■ **Direction 1**: Filter the listing below, keeping every line that contains the string "wall".

For $t_1$, $t_2\in [t_0,T]$ we have

$$\begin{array}{ccc}\hfill |x\left(t_1\right)-x\left(t_2\right)|& =& \left|{\int }_{t_1}^{t_2}{x}^{\prime }\left(t\right)dt\right|\hfill \\ & \le & \left|{\int }_{t_1}^{t_2}\left|x^{\prime }\left(t\right)\right|dt\right|.\hfill \end{array}$$

Thus x is continuous on $[t_0,T]$. Hence there exists a point $t_{*}\in [t_0,T]$ with

$$|x\left(t_{*}\right)|=\underset{t\in [t_0,T]}{min}|x\left(t\right)|\le {\displaystyle \frac{1}{T-t_0}}{\int }_{t_0}^T\left|x\left(t\right)\right|dt.$$

Thus for all $\tau \in [t_0,T]$ the following inequality holds:

$$\begin{array}{ccc}\hfill \left|x\right(\tau \left)\right|& \le & |x\left(t_{*}\right)|+|x\left(t_{*}\right)-x\left(\tau \right)|\hfill \\ & \le & {\displaystyle \frac{1}{T-t_0}}{\int }_{t_0}^T\left|x\left(t\right)\right|dt+{\int }_{t_0}^T\left|x^{\prime }\left(t\right)\right|dt\hfill \\ & \le & \left({\displaystyle \frac{1}{T-t_0}}+1\right){\int }_{t_0}^T\left|x\left(t\right)\right|+\left|x^{\prime }\left(t\right)\right|dt.\hfill \end{array}$$

□

Now we are prepared for the proof of Theorem 1.

■ **Direction 2**: In the proof excerpt, what does the final sentence say the reader is now prepared for?

■ **Information given**:
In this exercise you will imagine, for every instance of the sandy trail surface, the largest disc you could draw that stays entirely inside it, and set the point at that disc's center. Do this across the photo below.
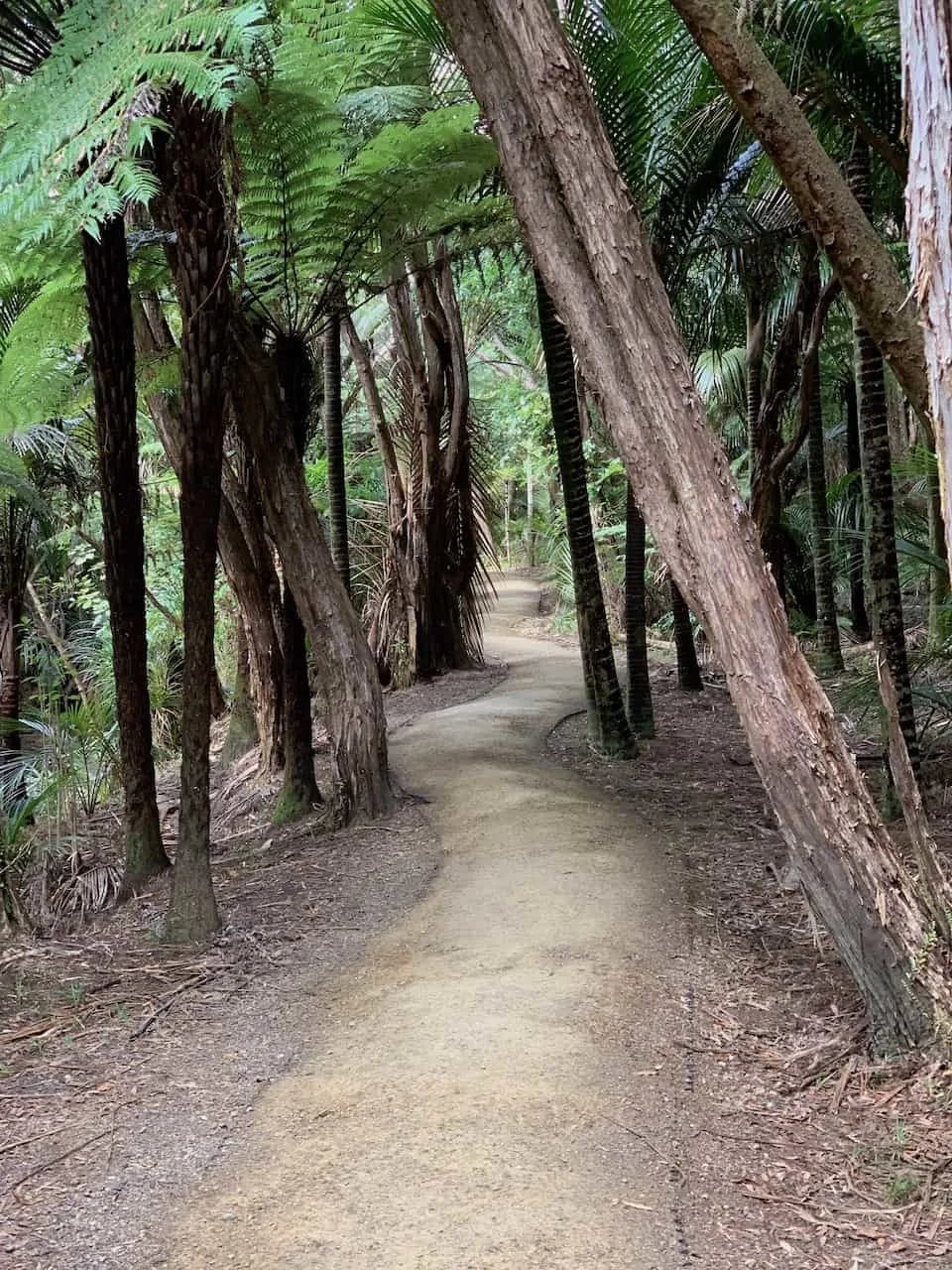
(499, 1082)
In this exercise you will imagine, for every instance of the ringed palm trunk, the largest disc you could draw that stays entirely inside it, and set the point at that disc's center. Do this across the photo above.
(858, 615)
(828, 649)
(642, 711)
(889, 626)
(123, 552)
(608, 726)
(597, 263)
(688, 668)
(203, 234)
(334, 443)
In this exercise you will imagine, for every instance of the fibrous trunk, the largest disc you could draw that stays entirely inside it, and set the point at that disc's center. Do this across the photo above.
(200, 221)
(608, 726)
(123, 552)
(642, 710)
(597, 266)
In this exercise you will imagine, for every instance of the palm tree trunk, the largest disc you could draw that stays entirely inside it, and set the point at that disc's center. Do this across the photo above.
(334, 441)
(595, 261)
(858, 615)
(642, 710)
(203, 235)
(688, 668)
(889, 626)
(123, 552)
(829, 656)
(608, 726)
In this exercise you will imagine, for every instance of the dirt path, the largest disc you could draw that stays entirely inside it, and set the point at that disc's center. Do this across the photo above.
(498, 1083)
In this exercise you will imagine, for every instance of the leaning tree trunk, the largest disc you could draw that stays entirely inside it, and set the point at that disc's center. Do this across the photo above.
(829, 656)
(816, 186)
(608, 726)
(347, 671)
(642, 710)
(123, 549)
(927, 58)
(203, 235)
(889, 626)
(688, 668)
(298, 793)
(597, 264)
(334, 443)
(858, 615)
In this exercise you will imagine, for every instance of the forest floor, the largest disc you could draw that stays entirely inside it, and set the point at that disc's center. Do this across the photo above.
(563, 1016)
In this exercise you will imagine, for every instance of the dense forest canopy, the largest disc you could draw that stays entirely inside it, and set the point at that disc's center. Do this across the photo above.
(315, 316)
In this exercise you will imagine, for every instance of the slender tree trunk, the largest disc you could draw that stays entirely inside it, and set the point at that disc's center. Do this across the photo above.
(203, 235)
(889, 626)
(642, 710)
(688, 670)
(816, 186)
(299, 792)
(829, 654)
(123, 552)
(597, 264)
(347, 671)
(243, 728)
(927, 58)
(334, 441)
(858, 617)
(608, 726)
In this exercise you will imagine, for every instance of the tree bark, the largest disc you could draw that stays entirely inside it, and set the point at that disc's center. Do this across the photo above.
(113, 349)
(858, 613)
(927, 58)
(608, 725)
(829, 656)
(642, 710)
(889, 625)
(347, 671)
(334, 443)
(688, 668)
(203, 236)
(816, 186)
(597, 266)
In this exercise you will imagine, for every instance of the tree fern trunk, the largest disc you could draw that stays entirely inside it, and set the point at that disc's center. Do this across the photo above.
(858, 613)
(123, 552)
(608, 726)
(829, 654)
(298, 792)
(642, 711)
(889, 626)
(688, 670)
(203, 235)
(334, 441)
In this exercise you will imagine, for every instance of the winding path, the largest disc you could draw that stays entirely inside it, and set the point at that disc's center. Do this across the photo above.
(498, 1083)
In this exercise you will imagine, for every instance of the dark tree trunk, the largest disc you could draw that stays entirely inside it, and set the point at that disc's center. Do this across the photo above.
(203, 235)
(123, 552)
(829, 656)
(334, 443)
(889, 626)
(243, 726)
(608, 726)
(642, 710)
(347, 671)
(688, 668)
(858, 616)
(299, 792)
(597, 264)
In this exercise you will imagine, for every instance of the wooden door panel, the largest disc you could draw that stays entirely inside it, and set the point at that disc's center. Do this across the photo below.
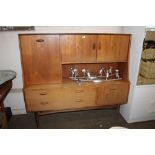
(40, 59)
(78, 48)
(104, 50)
(120, 47)
(68, 48)
(86, 47)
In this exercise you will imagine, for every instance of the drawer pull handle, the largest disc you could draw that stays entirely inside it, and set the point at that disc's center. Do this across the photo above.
(43, 93)
(99, 46)
(43, 103)
(40, 40)
(79, 91)
(78, 101)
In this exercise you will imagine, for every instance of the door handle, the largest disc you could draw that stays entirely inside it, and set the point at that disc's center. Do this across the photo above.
(94, 46)
(44, 103)
(43, 93)
(40, 40)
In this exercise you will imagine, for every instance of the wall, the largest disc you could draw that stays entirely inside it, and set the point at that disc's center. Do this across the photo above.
(10, 56)
(138, 34)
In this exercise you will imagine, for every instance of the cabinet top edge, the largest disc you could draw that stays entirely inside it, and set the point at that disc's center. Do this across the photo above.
(74, 34)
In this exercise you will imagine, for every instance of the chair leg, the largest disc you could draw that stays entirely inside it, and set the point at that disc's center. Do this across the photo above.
(37, 119)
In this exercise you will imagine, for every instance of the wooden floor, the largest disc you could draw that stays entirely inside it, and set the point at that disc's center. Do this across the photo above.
(92, 119)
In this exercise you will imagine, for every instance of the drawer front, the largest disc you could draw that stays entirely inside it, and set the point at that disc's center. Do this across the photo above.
(60, 99)
(112, 94)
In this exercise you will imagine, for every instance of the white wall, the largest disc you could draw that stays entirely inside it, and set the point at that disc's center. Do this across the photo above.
(10, 56)
(138, 34)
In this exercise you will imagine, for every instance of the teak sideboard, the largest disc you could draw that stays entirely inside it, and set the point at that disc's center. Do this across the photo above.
(47, 58)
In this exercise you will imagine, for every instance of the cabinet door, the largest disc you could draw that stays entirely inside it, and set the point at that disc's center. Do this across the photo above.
(78, 48)
(40, 59)
(112, 94)
(112, 48)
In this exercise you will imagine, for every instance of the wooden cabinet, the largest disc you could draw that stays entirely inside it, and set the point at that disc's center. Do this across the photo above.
(46, 59)
(113, 48)
(111, 94)
(40, 59)
(60, 98)
(94, 48)
(78, 48)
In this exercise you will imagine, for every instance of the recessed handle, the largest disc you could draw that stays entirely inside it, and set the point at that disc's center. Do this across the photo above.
(99, 45)
(94, 46)
(40, 40)
(43, 93)
(79, 91)
(44, 103)
(78, 101)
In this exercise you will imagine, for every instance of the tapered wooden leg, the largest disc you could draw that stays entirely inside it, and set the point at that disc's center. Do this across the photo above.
(118, 114)
(4, 118)
(37, 119)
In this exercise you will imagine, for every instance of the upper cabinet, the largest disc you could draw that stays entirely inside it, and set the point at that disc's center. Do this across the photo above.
(41, 59)
(94, 48)
(78, 48)
(112, 48)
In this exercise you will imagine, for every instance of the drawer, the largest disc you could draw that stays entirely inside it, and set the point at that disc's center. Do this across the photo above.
(60, 99)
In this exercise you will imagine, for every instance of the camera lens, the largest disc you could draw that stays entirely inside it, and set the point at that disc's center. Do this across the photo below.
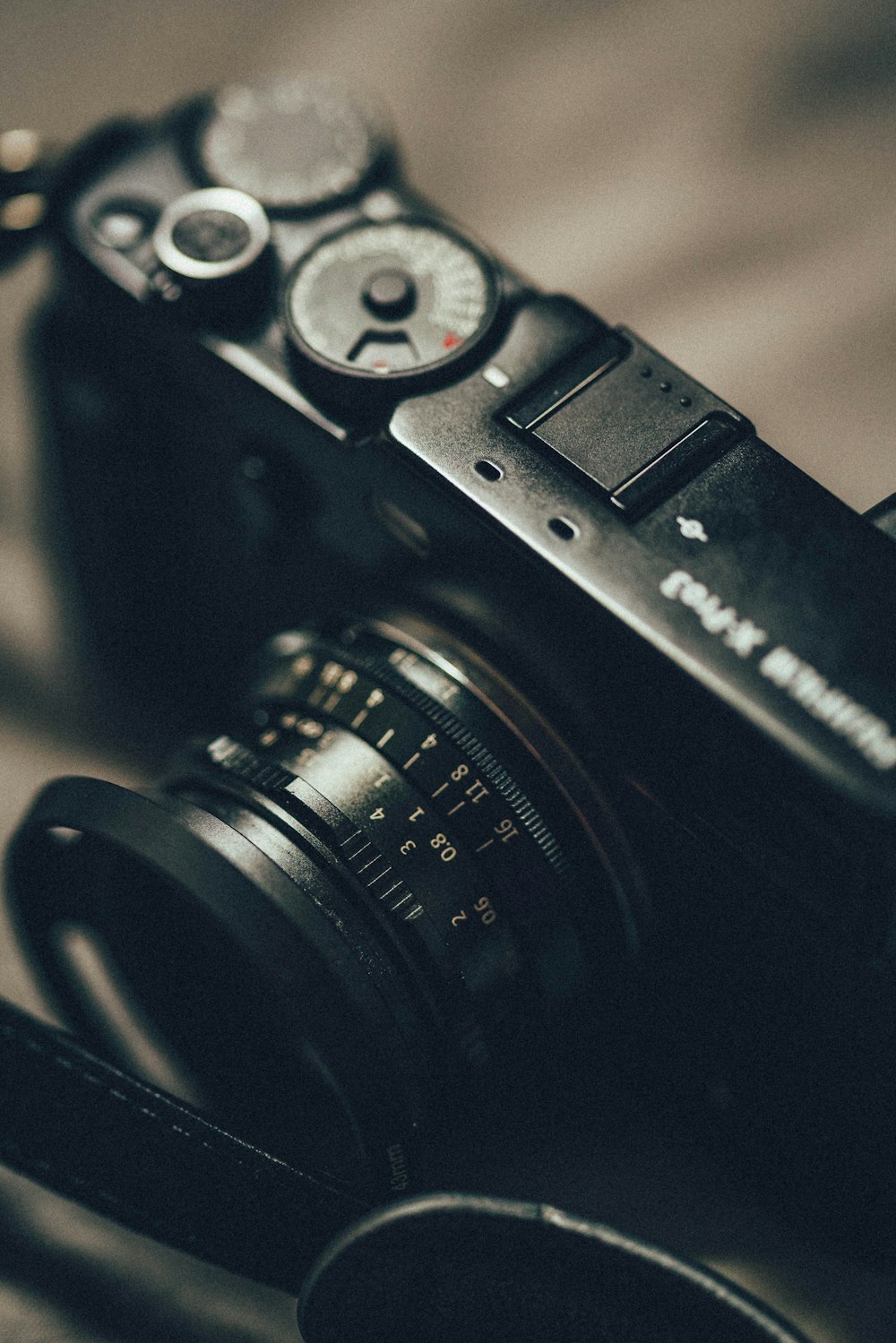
(386, 880)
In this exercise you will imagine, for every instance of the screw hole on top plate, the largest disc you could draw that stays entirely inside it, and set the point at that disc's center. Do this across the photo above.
(487, 470)
(563, 528)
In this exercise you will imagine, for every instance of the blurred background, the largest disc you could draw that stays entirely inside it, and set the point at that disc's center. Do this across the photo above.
(718, 176)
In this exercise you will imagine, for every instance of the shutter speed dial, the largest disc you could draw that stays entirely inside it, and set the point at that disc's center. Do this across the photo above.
(295, 142)
(394, 304)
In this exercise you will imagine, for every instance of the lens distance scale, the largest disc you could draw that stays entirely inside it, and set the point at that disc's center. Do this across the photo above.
(390, 303)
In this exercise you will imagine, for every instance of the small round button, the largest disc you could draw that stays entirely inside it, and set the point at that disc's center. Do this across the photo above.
(123, 223)
(211, 234)
(390, 295)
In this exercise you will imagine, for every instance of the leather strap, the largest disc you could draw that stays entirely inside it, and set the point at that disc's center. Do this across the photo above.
(125, 1149)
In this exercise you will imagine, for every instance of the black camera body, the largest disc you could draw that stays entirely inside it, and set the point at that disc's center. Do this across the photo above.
(338, 412)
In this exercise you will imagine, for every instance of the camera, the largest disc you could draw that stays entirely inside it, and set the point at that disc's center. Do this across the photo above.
(543, 713)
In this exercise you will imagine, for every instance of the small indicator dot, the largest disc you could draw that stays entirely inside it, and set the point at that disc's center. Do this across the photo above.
(563, 528)
(487, 470)
(495, 376)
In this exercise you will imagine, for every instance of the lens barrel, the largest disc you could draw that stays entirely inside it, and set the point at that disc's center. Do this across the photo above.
(349, 920)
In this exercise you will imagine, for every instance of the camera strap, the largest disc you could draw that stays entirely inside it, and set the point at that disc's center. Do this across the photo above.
(128, 1149)
(432, 1270)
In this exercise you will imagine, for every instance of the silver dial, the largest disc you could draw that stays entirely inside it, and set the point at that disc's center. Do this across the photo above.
(390, 301)
(292, 142)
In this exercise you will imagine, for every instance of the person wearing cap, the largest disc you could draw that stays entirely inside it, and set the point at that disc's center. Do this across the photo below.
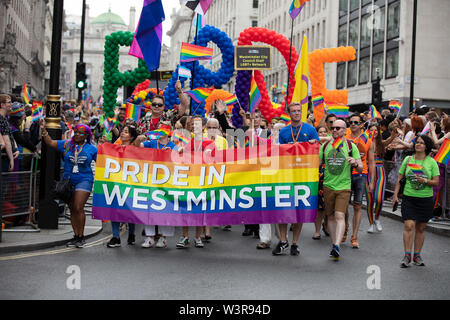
(78, 155)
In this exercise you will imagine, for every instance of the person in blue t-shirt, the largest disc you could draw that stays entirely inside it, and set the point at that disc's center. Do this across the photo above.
(163, 143)
(78, 155)
(297, 131)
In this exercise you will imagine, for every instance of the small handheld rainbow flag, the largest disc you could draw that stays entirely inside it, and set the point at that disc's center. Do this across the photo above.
(374, 112)
(255, 96)
(133, 112)
(416, 169)
(191, 52)
(199, 94)
(338, 143)
(395, 105)
(339, 110)
(443, 155)
(231, 100)
(26, 95)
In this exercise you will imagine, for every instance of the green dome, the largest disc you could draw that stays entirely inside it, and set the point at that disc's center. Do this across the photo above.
(108, 17)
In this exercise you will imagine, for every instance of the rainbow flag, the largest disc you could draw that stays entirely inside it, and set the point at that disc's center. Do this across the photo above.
(296, 7)
(199, 94)
(395, 105)
(26, 94)
(227, 190)
(180, 137)
(231, 100)
(416, 169)
(191, 52)
(443, 155)
(337, 143)
(341, 111)
(133, 112)
(255, 96)
(374, 112)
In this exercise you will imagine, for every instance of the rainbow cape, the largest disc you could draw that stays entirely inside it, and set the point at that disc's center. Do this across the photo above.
(255, 96)
(191, 52)
(233, 187)
(199, 94)
(443, 155)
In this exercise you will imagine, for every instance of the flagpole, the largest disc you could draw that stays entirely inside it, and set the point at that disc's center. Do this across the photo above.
(289, 66)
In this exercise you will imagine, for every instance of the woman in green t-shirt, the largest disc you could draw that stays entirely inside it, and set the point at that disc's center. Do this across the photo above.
(422, 174)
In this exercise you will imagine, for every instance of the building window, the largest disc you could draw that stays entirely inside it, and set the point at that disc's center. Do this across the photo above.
(393, 20)
(364, 70)
(377, 66)
(340, 79)
(392, 63)
(351, 74)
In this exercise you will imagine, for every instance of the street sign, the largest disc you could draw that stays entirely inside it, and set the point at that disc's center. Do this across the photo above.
(253, 58)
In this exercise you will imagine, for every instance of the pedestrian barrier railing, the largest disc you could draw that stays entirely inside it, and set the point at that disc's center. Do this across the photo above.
(18, 194)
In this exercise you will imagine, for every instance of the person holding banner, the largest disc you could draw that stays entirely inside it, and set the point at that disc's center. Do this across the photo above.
(127, 137)
(78, 156)
(296, 132)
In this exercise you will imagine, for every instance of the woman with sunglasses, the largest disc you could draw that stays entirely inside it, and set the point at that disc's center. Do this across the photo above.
(78, 156)
(422, 174)
(127, 137)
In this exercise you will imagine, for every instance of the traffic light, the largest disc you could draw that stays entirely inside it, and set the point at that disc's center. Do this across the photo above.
(81, 76)
(377, 94)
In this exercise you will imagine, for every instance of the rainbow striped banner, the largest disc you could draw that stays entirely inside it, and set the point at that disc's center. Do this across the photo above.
(239, 186)
(133, 112)
(443, 155)
(191, 52)
(339, 110)
(199, 94)
(255, 96)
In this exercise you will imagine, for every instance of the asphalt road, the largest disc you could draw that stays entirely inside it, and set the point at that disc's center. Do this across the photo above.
(230, 268)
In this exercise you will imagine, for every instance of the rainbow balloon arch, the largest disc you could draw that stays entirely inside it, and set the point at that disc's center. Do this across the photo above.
(202, 77)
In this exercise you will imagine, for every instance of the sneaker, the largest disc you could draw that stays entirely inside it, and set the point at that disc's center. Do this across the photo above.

■ **Output 1**:
In this exercise you will imagine, for every instance of the wall, the largest disc you could draw that stays entirely inside it, and set the point at that disc's center. Do this across the photo above.
In this exercise you will imagine, for every instance of the white wall, the largest disc you could draw that stays entirely inside it, and set the point at that disc's center. Do this across the photo above.

■ **Output 2**: The proof of Theorem 1.